#### Task
Hunt for the word "detect" across the entries below, copying each line that holds it.

#### Given information

================

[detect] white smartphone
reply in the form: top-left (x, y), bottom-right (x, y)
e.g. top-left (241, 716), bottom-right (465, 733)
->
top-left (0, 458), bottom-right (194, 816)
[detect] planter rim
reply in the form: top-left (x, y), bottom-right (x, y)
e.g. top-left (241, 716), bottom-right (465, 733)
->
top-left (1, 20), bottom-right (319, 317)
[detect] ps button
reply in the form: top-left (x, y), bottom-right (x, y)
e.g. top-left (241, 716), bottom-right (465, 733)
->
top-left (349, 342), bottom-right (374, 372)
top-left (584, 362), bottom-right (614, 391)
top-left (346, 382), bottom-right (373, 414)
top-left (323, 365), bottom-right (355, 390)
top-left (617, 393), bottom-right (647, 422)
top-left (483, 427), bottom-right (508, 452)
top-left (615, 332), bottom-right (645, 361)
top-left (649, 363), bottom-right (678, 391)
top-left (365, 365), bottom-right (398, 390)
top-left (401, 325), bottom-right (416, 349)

================

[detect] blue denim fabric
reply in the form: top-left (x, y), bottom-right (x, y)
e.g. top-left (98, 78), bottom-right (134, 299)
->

================

#### Response area
[detect] white smartphone
[detect] planter rim
[detect] ps button
[detect] blue denim fabric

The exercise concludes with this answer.